[Stored dataset items]
------------------------------------------------------------------------

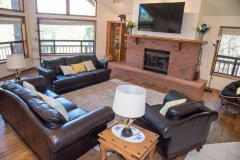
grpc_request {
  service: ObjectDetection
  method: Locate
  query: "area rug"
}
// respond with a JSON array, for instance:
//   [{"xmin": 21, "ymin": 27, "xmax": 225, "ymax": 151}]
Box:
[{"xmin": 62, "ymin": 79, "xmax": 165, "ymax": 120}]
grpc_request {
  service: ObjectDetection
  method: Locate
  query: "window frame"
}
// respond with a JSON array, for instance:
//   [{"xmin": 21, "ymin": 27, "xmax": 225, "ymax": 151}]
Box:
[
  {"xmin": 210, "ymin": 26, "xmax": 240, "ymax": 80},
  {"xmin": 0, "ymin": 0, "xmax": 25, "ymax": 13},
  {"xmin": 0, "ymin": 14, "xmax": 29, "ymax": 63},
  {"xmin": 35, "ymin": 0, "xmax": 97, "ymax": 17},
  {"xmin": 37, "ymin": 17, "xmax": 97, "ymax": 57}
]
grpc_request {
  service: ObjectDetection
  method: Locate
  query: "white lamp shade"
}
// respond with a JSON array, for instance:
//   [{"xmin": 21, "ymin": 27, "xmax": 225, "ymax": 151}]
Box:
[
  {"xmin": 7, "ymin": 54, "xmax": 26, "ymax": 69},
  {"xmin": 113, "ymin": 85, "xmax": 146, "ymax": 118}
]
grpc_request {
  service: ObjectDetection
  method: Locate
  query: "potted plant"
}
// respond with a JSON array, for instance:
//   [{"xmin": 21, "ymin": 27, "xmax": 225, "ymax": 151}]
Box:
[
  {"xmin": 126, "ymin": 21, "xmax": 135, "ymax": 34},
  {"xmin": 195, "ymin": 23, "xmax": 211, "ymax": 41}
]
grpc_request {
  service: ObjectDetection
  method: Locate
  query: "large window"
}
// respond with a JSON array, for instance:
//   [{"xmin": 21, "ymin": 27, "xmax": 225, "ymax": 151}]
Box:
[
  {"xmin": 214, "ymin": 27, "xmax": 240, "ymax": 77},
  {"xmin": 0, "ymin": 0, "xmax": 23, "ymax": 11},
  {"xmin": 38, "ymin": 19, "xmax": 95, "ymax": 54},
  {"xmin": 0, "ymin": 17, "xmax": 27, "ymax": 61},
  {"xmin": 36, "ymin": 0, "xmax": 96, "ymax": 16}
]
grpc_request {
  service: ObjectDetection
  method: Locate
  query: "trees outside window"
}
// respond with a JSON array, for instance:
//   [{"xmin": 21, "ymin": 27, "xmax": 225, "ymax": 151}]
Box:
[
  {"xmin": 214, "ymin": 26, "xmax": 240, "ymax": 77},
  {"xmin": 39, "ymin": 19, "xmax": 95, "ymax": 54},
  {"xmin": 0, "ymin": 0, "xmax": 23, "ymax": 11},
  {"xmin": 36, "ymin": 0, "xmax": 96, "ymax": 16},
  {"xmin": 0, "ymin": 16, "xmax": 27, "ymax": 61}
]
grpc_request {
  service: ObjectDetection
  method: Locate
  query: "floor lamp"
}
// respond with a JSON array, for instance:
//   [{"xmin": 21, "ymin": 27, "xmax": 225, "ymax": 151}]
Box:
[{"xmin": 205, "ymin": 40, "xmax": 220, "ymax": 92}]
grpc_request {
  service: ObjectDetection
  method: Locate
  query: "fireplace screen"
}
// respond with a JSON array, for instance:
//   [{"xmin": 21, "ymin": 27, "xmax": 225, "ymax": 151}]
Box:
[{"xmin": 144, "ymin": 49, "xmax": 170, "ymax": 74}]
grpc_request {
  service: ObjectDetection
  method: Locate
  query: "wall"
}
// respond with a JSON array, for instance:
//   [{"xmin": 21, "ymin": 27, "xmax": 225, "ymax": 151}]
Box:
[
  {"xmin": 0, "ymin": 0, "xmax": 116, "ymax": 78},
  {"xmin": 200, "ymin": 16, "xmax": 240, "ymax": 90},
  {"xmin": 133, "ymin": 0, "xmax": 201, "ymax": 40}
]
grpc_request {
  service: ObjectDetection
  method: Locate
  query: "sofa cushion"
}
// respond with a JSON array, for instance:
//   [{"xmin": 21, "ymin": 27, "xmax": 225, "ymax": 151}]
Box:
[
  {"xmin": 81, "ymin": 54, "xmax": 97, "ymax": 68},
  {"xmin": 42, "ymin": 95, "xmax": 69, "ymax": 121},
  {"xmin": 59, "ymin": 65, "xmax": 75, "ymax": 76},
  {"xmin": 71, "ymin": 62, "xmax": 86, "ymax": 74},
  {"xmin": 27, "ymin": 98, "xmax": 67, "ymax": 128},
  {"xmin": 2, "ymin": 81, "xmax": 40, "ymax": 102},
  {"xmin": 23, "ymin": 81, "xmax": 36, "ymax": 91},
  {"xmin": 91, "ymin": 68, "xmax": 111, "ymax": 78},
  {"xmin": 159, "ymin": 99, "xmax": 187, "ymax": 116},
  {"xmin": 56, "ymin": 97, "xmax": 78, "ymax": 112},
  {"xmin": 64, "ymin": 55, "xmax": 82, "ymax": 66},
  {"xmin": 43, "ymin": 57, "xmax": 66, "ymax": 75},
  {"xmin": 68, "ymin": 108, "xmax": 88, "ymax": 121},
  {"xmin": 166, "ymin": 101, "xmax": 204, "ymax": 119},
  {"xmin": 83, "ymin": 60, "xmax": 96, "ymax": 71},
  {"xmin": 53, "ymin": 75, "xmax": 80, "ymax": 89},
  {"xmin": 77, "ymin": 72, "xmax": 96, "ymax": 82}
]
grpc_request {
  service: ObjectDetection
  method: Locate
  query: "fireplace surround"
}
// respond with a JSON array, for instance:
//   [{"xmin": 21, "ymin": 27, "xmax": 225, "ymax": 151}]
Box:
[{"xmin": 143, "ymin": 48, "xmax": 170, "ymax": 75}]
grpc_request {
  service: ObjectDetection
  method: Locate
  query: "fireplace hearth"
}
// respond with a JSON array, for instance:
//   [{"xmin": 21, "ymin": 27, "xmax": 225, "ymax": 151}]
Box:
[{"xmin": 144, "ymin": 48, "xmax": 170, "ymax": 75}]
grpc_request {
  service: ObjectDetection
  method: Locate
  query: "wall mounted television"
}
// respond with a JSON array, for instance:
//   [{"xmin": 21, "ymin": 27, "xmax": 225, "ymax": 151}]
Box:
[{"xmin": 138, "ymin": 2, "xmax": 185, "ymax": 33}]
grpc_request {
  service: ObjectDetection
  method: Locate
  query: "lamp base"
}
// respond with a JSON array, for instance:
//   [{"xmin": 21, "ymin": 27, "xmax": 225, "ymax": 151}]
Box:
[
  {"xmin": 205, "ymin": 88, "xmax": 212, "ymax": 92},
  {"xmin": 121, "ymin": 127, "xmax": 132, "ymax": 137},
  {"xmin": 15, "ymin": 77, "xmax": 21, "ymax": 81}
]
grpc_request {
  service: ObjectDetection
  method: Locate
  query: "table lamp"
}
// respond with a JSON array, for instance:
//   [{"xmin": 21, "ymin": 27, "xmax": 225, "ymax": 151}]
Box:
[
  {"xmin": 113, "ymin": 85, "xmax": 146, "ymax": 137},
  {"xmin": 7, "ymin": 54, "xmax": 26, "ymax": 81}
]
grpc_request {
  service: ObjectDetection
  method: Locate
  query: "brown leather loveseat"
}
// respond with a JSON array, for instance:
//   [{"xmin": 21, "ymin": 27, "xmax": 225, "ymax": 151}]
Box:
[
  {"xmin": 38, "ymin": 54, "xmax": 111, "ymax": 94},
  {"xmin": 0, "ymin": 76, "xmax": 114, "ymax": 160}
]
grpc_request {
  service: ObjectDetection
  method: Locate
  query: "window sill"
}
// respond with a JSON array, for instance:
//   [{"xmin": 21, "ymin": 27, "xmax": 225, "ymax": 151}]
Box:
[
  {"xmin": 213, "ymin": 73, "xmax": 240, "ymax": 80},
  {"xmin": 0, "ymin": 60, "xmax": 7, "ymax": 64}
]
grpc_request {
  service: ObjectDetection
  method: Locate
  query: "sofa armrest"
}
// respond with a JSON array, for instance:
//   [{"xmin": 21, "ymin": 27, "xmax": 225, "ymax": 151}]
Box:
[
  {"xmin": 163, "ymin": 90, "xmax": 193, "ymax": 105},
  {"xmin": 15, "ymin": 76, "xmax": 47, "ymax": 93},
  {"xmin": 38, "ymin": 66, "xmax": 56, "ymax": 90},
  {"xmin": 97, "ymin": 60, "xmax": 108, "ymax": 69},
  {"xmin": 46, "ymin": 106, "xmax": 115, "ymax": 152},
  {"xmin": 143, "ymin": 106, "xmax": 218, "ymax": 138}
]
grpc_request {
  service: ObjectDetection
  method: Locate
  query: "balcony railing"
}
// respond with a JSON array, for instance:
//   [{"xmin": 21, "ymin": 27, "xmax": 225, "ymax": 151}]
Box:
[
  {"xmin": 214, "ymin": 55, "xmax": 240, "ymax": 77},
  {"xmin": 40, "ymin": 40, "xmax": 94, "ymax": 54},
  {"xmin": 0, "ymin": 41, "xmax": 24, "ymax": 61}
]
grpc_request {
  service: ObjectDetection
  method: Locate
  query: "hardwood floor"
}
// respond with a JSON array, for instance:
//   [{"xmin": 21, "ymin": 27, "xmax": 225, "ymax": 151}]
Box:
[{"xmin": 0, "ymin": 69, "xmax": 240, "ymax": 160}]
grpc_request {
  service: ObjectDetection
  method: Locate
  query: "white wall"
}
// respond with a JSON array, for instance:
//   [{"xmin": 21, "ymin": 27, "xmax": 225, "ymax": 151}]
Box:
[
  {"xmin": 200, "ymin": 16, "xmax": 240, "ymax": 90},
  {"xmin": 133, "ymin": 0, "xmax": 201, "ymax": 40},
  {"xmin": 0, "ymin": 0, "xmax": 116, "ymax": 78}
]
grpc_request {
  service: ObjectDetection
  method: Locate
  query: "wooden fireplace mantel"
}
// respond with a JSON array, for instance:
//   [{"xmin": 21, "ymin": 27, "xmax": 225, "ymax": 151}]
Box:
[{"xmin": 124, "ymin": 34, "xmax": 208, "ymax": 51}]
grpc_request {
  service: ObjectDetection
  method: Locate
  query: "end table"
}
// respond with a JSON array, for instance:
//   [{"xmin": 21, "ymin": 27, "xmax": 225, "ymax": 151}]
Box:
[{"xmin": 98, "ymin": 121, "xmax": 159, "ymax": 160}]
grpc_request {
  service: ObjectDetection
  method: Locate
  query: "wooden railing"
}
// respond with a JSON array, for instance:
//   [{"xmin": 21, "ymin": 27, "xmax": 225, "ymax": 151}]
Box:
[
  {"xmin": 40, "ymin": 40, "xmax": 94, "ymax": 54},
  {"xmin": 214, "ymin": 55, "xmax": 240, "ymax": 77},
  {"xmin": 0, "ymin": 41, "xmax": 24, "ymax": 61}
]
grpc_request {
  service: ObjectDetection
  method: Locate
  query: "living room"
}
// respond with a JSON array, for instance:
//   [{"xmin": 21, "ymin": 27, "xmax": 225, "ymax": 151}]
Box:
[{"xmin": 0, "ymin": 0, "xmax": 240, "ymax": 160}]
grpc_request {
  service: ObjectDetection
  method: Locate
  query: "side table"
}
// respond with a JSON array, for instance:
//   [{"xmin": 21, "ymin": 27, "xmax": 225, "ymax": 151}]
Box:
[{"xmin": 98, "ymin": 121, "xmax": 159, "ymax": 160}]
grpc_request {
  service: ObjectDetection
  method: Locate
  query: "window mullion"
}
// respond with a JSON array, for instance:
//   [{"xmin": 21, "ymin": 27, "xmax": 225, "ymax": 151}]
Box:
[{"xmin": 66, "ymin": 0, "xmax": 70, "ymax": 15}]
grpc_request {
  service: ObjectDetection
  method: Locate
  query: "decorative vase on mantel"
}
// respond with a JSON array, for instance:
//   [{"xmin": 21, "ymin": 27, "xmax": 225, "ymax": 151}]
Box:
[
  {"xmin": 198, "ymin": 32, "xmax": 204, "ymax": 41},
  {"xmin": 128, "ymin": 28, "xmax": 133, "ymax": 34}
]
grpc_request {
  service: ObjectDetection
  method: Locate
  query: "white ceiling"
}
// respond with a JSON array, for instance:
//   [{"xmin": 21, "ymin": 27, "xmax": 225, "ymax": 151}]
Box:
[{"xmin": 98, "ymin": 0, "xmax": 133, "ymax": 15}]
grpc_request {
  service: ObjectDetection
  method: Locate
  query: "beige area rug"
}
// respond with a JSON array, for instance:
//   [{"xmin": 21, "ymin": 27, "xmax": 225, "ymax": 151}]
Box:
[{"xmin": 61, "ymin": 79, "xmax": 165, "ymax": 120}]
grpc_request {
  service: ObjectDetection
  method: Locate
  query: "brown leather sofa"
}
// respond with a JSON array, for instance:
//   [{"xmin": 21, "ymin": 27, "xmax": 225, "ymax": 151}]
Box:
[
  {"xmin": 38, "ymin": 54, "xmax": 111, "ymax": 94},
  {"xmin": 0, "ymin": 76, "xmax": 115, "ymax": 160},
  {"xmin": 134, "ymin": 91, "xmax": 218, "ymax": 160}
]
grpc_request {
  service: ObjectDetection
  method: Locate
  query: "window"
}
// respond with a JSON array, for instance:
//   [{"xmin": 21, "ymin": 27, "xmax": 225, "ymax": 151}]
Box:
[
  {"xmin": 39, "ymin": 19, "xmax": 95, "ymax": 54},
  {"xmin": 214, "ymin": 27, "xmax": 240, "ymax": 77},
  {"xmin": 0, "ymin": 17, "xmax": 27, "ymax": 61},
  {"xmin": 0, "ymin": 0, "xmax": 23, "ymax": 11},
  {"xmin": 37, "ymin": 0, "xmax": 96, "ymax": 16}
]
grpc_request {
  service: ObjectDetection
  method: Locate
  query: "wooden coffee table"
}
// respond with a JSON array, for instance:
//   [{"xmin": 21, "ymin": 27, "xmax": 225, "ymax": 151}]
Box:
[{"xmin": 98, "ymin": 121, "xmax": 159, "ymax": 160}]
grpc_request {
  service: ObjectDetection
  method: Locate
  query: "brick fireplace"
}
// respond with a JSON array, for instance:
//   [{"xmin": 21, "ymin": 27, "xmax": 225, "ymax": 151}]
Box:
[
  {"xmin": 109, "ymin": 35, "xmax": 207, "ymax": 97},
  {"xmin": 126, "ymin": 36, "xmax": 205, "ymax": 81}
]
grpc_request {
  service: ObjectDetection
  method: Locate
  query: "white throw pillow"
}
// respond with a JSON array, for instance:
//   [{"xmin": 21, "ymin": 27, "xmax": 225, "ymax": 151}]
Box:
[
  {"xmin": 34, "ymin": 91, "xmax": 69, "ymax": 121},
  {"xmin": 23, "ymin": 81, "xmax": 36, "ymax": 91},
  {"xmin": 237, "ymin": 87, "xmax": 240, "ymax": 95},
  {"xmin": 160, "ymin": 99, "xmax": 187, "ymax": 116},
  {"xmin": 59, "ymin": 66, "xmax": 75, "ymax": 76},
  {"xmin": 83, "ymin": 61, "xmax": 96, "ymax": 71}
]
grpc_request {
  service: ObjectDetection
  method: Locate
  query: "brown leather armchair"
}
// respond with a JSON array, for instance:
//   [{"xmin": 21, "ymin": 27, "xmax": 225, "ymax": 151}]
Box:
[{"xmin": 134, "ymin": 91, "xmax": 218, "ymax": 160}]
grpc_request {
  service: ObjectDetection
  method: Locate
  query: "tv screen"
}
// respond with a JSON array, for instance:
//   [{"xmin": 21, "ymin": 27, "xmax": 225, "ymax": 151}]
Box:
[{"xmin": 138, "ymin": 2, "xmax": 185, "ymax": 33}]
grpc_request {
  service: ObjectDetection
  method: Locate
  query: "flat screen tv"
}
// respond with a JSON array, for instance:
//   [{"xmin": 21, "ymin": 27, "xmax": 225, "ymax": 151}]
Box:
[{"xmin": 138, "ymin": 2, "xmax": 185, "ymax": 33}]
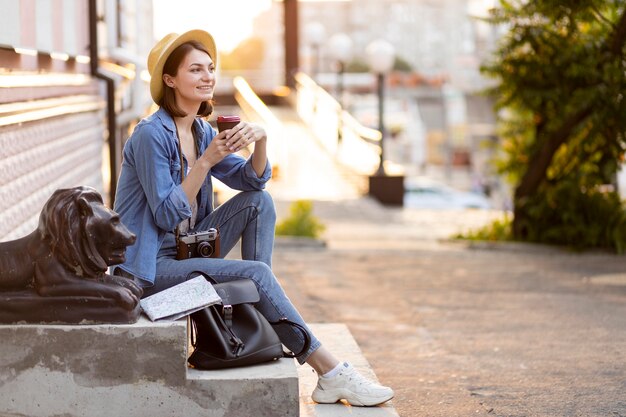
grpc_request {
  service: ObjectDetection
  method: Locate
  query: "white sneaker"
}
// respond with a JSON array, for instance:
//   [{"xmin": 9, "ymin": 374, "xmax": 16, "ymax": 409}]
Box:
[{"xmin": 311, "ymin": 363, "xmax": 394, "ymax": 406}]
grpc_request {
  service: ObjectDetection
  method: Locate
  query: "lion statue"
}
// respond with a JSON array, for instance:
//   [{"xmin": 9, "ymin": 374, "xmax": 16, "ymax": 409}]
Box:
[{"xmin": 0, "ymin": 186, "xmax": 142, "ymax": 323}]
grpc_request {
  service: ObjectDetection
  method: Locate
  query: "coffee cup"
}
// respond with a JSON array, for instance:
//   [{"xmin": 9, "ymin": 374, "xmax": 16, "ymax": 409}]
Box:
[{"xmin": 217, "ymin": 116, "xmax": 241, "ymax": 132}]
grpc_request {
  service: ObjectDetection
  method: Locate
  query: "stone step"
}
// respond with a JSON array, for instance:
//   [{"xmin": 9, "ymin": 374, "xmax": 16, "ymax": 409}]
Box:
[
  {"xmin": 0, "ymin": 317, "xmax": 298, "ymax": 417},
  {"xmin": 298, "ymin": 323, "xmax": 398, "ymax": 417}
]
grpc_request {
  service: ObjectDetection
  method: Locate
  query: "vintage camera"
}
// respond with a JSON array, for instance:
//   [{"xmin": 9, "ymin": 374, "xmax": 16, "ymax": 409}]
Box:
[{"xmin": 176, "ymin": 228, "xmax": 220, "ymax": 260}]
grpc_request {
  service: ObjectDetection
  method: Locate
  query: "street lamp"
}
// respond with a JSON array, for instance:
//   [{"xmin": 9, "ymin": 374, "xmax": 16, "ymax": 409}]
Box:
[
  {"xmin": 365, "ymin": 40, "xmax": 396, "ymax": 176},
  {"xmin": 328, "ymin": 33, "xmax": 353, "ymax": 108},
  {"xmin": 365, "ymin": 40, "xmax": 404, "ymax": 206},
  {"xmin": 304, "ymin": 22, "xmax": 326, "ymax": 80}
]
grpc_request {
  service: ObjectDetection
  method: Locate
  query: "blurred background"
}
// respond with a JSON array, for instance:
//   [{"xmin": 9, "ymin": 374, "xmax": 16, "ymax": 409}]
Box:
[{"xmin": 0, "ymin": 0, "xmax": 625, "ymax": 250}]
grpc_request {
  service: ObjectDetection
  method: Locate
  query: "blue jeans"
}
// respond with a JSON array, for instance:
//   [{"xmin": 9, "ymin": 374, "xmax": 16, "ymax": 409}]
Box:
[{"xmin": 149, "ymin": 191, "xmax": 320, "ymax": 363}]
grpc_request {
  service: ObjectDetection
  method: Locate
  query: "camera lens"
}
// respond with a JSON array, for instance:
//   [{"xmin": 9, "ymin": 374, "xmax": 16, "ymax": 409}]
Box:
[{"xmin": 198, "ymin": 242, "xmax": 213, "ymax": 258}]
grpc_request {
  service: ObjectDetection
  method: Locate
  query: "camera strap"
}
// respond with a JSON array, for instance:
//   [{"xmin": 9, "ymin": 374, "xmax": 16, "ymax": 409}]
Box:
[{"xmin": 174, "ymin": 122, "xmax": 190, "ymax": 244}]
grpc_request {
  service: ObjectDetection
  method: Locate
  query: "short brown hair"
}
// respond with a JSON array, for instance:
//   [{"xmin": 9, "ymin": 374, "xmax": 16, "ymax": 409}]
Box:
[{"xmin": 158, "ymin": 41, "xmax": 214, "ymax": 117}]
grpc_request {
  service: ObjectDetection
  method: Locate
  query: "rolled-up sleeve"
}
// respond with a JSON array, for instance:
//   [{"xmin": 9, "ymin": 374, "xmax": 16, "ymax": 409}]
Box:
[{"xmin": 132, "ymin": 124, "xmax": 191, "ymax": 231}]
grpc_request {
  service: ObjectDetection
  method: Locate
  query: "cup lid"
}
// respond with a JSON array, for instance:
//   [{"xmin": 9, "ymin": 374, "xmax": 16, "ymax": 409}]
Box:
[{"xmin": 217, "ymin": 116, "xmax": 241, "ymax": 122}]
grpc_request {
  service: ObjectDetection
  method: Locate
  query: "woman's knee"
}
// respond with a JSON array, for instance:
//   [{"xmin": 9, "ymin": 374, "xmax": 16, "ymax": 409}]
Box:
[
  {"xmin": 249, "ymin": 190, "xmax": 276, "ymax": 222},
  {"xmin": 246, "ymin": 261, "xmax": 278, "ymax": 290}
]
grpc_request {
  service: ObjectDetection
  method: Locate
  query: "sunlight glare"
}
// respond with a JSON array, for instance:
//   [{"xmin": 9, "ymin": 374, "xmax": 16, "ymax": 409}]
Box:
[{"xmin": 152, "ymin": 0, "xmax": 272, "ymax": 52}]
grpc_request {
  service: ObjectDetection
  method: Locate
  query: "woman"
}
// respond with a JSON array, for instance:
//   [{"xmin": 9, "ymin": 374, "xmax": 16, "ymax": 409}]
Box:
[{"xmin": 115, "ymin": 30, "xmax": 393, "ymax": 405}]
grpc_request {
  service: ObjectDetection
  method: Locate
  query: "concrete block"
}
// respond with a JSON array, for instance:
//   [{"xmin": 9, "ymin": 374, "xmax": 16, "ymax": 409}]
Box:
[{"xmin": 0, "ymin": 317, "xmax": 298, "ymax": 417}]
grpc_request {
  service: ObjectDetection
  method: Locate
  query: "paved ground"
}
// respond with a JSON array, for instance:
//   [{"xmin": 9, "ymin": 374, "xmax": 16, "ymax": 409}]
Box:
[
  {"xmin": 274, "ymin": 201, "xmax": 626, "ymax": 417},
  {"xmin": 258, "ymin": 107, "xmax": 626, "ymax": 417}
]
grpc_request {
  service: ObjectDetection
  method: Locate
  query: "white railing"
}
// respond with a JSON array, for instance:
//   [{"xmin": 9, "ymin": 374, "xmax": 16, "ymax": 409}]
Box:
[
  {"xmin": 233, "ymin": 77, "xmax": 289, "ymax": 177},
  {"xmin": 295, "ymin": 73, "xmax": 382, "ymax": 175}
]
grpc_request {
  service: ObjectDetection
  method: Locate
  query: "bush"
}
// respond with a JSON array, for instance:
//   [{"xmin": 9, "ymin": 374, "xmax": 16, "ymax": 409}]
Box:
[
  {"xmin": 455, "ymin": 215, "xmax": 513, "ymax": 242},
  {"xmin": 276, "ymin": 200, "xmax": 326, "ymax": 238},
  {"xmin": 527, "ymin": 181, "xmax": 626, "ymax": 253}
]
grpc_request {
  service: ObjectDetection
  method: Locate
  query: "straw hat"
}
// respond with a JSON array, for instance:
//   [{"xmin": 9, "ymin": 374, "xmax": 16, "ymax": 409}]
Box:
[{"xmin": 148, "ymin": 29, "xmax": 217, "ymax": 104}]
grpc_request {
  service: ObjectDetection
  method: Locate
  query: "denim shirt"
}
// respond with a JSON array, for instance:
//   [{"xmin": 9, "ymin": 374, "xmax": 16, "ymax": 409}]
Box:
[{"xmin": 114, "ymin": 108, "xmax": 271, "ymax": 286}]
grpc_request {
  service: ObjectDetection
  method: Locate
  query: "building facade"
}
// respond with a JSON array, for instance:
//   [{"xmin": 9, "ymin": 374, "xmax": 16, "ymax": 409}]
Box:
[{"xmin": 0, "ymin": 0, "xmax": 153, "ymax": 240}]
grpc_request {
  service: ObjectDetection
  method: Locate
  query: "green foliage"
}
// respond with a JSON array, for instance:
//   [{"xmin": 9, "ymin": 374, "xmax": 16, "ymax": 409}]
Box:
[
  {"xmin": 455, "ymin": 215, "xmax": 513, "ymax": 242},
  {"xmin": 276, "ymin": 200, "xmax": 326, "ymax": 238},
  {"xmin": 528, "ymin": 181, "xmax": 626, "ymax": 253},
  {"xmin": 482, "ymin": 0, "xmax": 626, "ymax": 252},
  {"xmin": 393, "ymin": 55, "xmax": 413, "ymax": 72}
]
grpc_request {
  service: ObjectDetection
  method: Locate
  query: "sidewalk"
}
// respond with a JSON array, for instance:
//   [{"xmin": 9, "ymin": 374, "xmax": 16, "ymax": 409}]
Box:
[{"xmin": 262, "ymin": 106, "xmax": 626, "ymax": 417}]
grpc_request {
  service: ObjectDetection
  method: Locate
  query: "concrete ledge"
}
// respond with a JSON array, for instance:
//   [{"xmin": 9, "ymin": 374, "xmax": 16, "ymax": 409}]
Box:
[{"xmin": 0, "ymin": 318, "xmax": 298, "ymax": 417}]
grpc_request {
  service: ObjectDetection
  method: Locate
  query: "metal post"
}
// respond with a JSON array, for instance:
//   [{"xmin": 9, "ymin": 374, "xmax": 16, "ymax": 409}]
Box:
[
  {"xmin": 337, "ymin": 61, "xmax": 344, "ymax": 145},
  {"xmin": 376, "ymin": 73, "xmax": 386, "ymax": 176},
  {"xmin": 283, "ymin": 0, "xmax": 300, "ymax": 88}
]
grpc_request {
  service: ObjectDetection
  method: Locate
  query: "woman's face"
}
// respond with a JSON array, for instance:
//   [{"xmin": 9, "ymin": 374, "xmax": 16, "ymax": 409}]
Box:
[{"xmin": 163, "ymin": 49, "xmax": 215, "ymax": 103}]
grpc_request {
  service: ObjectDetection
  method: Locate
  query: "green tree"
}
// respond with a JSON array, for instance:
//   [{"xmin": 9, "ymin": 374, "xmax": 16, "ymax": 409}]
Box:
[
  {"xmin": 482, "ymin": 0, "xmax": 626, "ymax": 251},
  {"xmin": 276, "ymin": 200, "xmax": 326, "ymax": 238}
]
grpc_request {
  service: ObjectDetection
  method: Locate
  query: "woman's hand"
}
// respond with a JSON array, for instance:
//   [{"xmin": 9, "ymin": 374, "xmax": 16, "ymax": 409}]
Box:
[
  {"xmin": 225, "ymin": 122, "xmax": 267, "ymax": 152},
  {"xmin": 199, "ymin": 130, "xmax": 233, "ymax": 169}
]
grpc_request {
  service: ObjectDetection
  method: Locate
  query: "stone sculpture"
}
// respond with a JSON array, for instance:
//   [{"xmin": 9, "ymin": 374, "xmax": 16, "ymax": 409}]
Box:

------------------------------------------------------------------------

● EXERCISE REQUIREMENTS: Count the lines above that contain the word "white", where case matters. Please give only the number.

● SOLVED EXERCISE: 6